Your reply must contain the full listing below, reproduced exactly, but no pictures.

======== Records provided ========

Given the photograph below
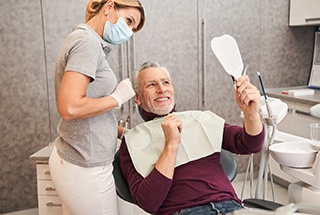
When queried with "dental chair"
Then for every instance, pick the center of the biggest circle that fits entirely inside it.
(227, 160)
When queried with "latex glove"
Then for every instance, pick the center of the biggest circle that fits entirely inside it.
(123, 92)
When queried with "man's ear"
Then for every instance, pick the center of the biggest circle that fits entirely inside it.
(108, 6)
(136, 99)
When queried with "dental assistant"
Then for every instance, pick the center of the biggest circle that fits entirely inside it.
(86, 94)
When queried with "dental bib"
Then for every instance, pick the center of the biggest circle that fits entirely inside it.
(201, 136)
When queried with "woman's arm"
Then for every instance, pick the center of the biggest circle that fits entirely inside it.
(72, 102)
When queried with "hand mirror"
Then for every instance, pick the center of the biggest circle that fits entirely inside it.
(227, 51)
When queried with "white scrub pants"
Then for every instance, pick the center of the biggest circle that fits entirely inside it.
(83, 190)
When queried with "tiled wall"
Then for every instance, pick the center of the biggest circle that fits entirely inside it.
(29, 44)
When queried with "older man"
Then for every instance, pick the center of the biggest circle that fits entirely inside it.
(172, 161)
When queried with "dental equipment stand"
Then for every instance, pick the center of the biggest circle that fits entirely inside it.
(272, 112)
(308, 189)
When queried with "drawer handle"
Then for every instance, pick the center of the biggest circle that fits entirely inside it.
(47, 173)
(312, 19)
(303, 113)
(51, 204)
(50, 189)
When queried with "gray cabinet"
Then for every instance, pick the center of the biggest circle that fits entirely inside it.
(304, 12)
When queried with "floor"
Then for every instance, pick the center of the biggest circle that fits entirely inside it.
(281, 196)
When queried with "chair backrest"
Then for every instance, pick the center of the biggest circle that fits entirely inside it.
(227, 161)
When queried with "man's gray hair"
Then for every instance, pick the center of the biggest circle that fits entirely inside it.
(145, 65)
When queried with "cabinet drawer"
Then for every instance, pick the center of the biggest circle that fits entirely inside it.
(46, 187)
(49, 205)
(43, 171)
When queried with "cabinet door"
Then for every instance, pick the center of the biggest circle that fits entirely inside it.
(170, 38)
(304, 12)
(287, 123)
(302, 120)
(216, 18)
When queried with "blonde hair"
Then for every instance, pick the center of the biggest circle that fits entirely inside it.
(94, 6)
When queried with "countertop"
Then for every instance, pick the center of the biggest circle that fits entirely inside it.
(41, 156)
(308, 100)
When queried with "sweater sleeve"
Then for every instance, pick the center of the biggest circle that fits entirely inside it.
(236, 140)
(150, 192)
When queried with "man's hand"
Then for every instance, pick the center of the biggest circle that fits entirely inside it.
(172, 127)
(248, 99)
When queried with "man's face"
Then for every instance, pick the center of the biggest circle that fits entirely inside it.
(155, 91)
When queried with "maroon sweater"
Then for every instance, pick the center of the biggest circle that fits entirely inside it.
(195, 183)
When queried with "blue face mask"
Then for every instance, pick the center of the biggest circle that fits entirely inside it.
(117, 33)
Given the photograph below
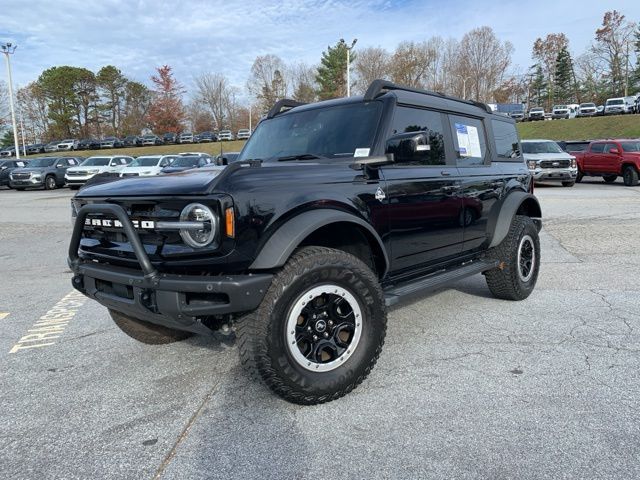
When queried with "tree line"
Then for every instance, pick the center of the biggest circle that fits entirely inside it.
(69, 101)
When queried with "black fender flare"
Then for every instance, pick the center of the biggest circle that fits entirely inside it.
(503, 212)
(279, 247)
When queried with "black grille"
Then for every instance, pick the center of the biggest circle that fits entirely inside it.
(555, 163)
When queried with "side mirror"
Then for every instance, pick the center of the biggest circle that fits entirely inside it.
(408, 147)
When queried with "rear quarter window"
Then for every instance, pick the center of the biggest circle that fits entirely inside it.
(506, 140)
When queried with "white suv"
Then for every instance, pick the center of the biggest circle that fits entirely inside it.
(75, 177)
(148, 165)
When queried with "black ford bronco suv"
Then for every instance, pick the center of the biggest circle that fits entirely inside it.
(332, 212)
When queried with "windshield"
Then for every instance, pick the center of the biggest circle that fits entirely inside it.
(185, 162)
(145, 162)
(42, 162)
(541, 147)
(327, 132)
(630, 146)
(96, 162)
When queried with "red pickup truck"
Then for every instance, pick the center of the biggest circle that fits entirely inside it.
(609, 159)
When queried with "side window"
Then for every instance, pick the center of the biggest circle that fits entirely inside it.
(409, 121)
(506, 138)
(468, 140)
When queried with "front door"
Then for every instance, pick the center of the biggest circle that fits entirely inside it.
(423, 194)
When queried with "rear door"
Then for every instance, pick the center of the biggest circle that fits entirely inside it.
(424, 202)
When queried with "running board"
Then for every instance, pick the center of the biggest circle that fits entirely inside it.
(397, 293)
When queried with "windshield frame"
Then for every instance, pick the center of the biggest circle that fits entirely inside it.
(324, 126)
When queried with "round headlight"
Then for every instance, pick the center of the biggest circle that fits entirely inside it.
(199, 237)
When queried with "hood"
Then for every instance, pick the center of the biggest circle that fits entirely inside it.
(191, 182)
(176, 169)
(154, 168)
(547, 156)
(30, 170)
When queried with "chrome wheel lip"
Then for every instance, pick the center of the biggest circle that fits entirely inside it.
(525, 276)
(292, 320)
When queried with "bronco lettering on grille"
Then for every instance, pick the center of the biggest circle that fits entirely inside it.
(105, 222)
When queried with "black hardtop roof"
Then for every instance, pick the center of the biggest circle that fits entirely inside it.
(403, 95)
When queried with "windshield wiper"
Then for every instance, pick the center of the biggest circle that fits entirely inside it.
(302, 156)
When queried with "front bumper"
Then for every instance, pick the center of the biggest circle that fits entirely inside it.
(558, 174)
(176, 301)
(29, 182)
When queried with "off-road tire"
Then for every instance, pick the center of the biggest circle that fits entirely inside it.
(504, 281)
(262, 334)
(630, 176)
(49, 184)
(145, 332)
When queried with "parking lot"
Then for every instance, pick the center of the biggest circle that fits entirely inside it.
(467, 386)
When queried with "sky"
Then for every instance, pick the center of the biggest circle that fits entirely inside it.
(195, 37)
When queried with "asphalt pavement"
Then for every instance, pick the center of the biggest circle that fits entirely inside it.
(467, 386)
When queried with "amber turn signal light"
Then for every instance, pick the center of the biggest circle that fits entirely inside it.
(230, 224)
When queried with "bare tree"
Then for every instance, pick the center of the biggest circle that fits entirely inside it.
(215, 92)
(612, 46)
(371, 64)
(268, 81)
(485, 60)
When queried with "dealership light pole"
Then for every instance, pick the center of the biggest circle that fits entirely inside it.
(8, 49)
(348, 63)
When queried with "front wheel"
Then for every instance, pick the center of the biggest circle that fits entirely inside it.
(319, 330)
(50, 183)
(630, 176)
(519, 255)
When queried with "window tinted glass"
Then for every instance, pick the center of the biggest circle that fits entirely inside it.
(506, 137)
(409, 120)
(468, 140)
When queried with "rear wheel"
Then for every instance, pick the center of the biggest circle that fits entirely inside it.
(319, 330)
(146, 332)
(519, 255)
(50, 182)
(630, 176)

========

Answer below
Given the photograph below
When queried with "dental chair"
Then for every instance, pick the center of the biggest circle that fits entirely inside it.
(227, 160)
When queried with "latex glove"
Then for every instance, pick the center of the biggest circle that fits entirely inside it.
(123, 92)
When queried with "man's ear"
Then for every instance, pick the center of the biggest circle that fits entirely inside it.
(108, 6)
(136, 99)
When queried with "dental assistant"
Then for every instance, pick the center of the biggest circle that fits entirely inside it.
(86, 94)
When queried with "dental bib"
Then for every instance, pick the center of the biggest circle that fits entirely inside it.
(201, 136)
When queried with "woman's arm"
Then for every instance, pick the center of the biggest circle that fits entirely inside it.
(72, 102)
When queried with "hand mirror"
Then for every instance, pick the center of the biggest circle that fits entirely inside it.
(227, 51)
When queried with "white scrub pants"
Then for every instance, pick the center of the biggest circle that fits entirely inside it.
(83, 190)
When queried with "tiled wall"
Then for every instance, pick the center of the biggest circle that fits entirely inside it.
(29, 44)
When queried with "older man"
Then for every instance, pick the center of the biggest circle that fits entirely inside it.
(172, 161)
When queried with "dental equipment stand"
Then for every instance, pick the center of the biggest circle that fits entirely inside it.
(272, 112)
(308, 189)
When queried with "drawer handle"
Then for every instance, pick the center of the biggest circle that fits entirely inside it.
(47, 173)
(312, 19)
(303, 113)
(51, 204)
(50, 189)
When queried with "gray cabinet"
Then for every instance, pick the center of the biggest circle that fits entirely inside it.
(304, 12)
When queried with "floor"
Then for every instance, pick the center of the biggest circle that fits entirely inside it.
(281, 196)
When queried with "chair backrest"
Then for every instance, pick the center of the biggest circle that fits entirely inside it.
(227, 161)
When queried with "man's gray hair"
Then for every instance, pick the center of the biggest circle that fits entirely inside it.
(145, 65)
When queried with "cabinet drawer"
Then for every instance, pick the center of the biggest circle that fits entirely inside it.
(46, 187)
(49, 205)
(43, 171)
When queried with "cabinet door"
Then for every instance, pick the center of the biggest circle that fits entirely inside it.
(170, 38)
(304, 12)
(287, 123)
(302, 120)
(216, 18)
When queried with "blonde hair"
Then for every instance, pick the center of the biggest circle that fits entirely inside it.
(94, 6)
When queried with "countertop"
Then for every instance, pick the center of the biggest circle that fits entirely inside it.
(41, 156)
(308, 100)
When queried with "sweater sleeve"
Then for every instance, pick the center of the biggest circle that fits entirely inside it.
(236, 140)
(150, 192)
When queried with "man's hand"
Then for every instance, pick the center of the biggest circle that fits entirely inside it.
(172, 127)
(248, 99)
When queried with "man's face"
Then for every instance, pick the center of the biggest circle that fits entirely inside it.
(155, 91)
When queried with "maroon sweater"
Then for every instance, pick the center of the biggest circle that fits entirely inside it.
(195, 183)
When queried with "blue face mask"
Then for every instance, pick the center of the biggest circle that fits entirely inside it.
(117, 33)
Given the photograph below
When queried with "tree line"
Then for every instance, pick the center of the biggest circle that fits entirely inside it.
(69, 101)
When queried with "black fender flare"
Then for every instance, pick the center of the biggest circle that fits entirely inside it.
(503, 212)
(279, 247)
When queried with "black grille"
Then for every instance, pick the center of the biggest circle that fits entirely inside it.
(555, 163)
When queried with "side mirror"
Then for every instance, pick the center of the biggest circle that fits entirely inside it.
(408, 147)
When queried with "rear quarter window"
Then for every instance, pick the center of the biggest circle that fits entirely inside it.
(506, 140)
When queried with "white suv"
Then for every instance, pick the center of the biggest circle that fits entirely inside it.
(75, 177)
(148, 165)
When queried with "black ford bronco suv"
Then for every instance, pick the center of the biggest circle that fits entirely inside it.
(332, 212)
When queried with "windshield"
Then for every instance, pick the center of the biggest circle that fits entirely inside it.
(185, 162)
(145, 162)
(42, 162)
(541, 147)
(327, 132)
(630, 146)
(96, 162)
When queried with "red pickup truck"
Then for every instance, pick the center of the biggest circle that fits entirely inside it.
(609, 159)
When queried with "side window"
Then for every instance, pick the center of the biggest circle that fits entirely inside it.
(409, 121)
(506, 138)
(468, 140)
When queried with "front door"
Then for every instance, pick the center of the biggest circle that fits entirely inside it.
(423, 194)
When queried with "rear door"
Then for every instance, pick the center of the biggest circle that fits entirely inside it.
(424, 202)
When queried with "running board"
Then for every instance, pick the center of the biggest circle that fits entirely inside it.
(397, 293)
When queried with "windshield frame"
Then for every instance, pick the center of the biggest circle that fits entirely inside it.
(324, 126)
When queried with "round headlight"
Then for every instance, pick the center of the biggest circle that fits entirely inside it.
(199, 237)
When queried with "hood"
Then for every instance, pick the center of the biggest circle that fits entirely inside it.
(191, 182)
(176, 169)
(154, 168)
(547, 156)
(30, 170)
When queried with "chrome wheel lip"
Then for every instance, pick the center of the biggest circle that fits entirely inside it.
(525, 276)
(292, 320)
When queried with "bronco lettering on grille"
Then for every instance, pick the center of the biggest circle that fits entirely inside it.
(105, 222)
When queried with "black hardtop roof"
Then for every instance, pick the center of the biggest circle that fits entirely inside it.
(403, 95)
When queried with "windshield wiper"
Then for every instance, pick the center of the biggest circle that fits entirely inside it.
(302, 156)
When queried with "front bumper"
Then for every instance, pick the center of the biggest circle that fits entirely inside it.
(558, 174)
(176, 301)
(29, 182)
When queried with "off-road tire"
Then for every instance, pick the center of the biggest circle that fits entirely inside it.
(504, 281)
(262, 334)
(630, 176)
(49, 184)
(145, 332)
When queried with "parking lot"
Then for every instance, pick the center of the biggest circle that fits entirely inside it.
(467, 386)
When queried with "sky"
Then for every instance, pick the center of the biggest circle that fits entirely inside it.
(195, 37)
When queried with "asphalt pavement"
Then for every instance, pick the center of the biggest circle that fits entirely inside it.
(467, 386)
When queried with "amber turn signal light"
Then for every instance, pick the center of the biggest circle that fits entirely inside it.
(230, 224)
When queried with "bare tree"
Then for every instance, pick the center of the biggest circle that fits entirely inside it.
(215, 92)
(612, 46)
(371, 64)
(268, 81)
(485, 60)
When queried with "dealership light pole"
Then for every instance, pick the center of the biggest circle that fits entirely inside it.
(8, 49)
(348, 63)
When queried with "front wheel"
Then for every instance, pick the center of the biggest circle that fits entirely inside it.
(319, 330)
(50, 183)
(630, 176)
(519, 255)
When queried with "window tinted glass"
Then for every instance, pick the center of the biggest circle that fits entirely inside it.
(506, 137)
(409, 120)
(468, 140)
When queried with "rear wheel"
Then for every instance, pick the center of the biggest circle that fits entirely inside it.
(319, 330)
(146, 332)
(519, 255)
(50, 182)
(630, 176)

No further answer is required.